START INPUT MATERIAL

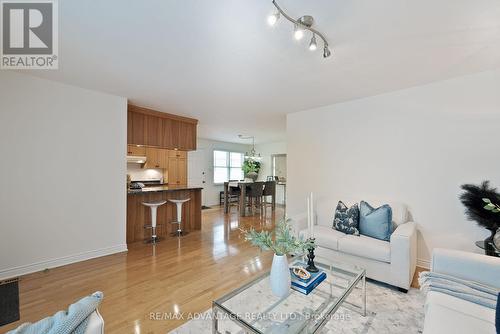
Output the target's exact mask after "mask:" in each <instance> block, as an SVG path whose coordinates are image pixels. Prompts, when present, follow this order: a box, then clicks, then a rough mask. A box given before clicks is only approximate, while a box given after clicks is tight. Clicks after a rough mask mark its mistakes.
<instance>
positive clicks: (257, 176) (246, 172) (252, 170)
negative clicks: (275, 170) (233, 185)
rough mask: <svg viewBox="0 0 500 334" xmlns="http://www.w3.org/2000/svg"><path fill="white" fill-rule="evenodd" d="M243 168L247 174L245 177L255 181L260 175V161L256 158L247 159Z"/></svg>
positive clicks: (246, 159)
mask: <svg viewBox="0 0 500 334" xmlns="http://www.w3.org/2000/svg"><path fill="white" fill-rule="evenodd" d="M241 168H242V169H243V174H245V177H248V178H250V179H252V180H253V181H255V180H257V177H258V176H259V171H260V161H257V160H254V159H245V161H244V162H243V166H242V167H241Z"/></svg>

END INPUT MATERIAL

__TASK DESCRIPTION__
Please copy every entry exactly, without the pictures.

__WRITTEN REPLY__
Output the target's exact mask after "mask:" in each <instance> block, as an SVG path whose coordinates are image pixels. Prompts, when present, follow this order: a box, then clicks, then a rough mask. A box given before clicks is only approximate, while a box given after clicks is tight. Clicks after a rough mask mark its mistakes.
<instance>
positive clicks: (257, 176) (246, 172) (252, 170)
negative clicks: (275, 170) (233, 185)
rough mask: <svg viewBox="0 0 500 334" xmlns="http://www.w3.org/2000/svg"><path fill="white" fill-rule="evenodd" d="M243 168L247 174L245 177L255 181L260 175V161L256 158L247 159Z"/></svg>
positive clicks: (246, 159)
mask: <svg viewBox="0 0 500 334" xmlns="http://www.w3.org/2000/svg"><path fill="white" fill-rule="evenodd" d="M241 168H242V169H243V174H245V177H248V178H250V179H252V180H253V181H255V180H257V177H258V176H259V171H260V161H257V160H254V159H245V161H244V162H243V166H242V167H241Z"/></svg>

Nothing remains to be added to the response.